# Aim of the exercise
Every line in the records below that holds "rock" must be identified and copied.

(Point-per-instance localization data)
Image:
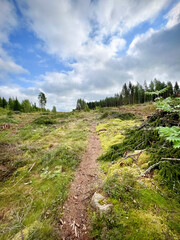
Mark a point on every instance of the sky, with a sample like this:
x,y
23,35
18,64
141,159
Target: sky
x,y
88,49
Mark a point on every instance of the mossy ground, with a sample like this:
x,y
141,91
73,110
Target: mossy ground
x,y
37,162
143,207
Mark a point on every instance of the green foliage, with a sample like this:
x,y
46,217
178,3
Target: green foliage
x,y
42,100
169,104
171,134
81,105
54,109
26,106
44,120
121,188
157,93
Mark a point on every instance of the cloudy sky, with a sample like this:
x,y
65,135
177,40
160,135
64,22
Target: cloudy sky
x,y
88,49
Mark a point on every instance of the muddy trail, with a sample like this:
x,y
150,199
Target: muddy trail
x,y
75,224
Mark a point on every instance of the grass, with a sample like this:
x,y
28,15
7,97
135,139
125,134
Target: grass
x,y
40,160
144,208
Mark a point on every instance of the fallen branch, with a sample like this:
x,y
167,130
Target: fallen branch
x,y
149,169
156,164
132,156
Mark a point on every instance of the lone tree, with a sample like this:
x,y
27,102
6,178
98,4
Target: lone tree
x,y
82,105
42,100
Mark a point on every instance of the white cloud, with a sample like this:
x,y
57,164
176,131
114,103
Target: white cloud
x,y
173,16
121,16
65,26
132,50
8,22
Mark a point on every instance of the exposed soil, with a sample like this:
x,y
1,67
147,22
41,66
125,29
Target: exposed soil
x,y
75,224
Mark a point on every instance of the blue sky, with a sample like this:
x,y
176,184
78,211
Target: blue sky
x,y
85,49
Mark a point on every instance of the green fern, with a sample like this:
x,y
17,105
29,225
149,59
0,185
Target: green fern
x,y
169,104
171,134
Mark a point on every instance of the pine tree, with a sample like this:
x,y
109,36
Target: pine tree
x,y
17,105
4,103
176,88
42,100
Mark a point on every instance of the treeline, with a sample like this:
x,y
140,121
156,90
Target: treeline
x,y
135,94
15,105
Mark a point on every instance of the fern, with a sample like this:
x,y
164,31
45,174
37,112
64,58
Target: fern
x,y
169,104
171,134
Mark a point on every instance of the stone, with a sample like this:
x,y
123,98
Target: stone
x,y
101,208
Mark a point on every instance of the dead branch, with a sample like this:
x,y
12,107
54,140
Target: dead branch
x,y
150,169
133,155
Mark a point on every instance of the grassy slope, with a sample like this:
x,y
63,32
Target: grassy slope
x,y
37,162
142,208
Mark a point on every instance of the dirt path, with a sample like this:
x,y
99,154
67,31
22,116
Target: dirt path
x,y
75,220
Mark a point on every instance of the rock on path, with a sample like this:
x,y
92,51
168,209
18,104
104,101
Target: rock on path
==
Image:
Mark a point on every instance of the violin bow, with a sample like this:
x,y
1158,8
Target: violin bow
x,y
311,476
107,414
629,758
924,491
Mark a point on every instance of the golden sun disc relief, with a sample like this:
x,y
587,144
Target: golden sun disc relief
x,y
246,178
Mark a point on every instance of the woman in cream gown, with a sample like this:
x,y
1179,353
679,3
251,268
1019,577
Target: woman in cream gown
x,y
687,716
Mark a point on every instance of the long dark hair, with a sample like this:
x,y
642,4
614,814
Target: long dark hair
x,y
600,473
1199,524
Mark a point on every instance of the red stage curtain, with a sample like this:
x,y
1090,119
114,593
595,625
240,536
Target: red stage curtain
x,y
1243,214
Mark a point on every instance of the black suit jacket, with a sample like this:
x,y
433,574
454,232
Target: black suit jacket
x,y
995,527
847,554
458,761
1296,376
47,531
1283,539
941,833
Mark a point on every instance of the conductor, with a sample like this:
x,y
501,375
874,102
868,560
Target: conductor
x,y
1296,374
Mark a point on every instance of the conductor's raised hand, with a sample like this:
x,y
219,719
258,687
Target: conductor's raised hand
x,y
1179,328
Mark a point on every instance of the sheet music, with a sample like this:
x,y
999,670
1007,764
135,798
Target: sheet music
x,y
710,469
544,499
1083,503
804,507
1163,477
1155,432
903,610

# Answer to the exercise
Mark a point on every instance of the rock on path, with a sample like this:
Target: rock on path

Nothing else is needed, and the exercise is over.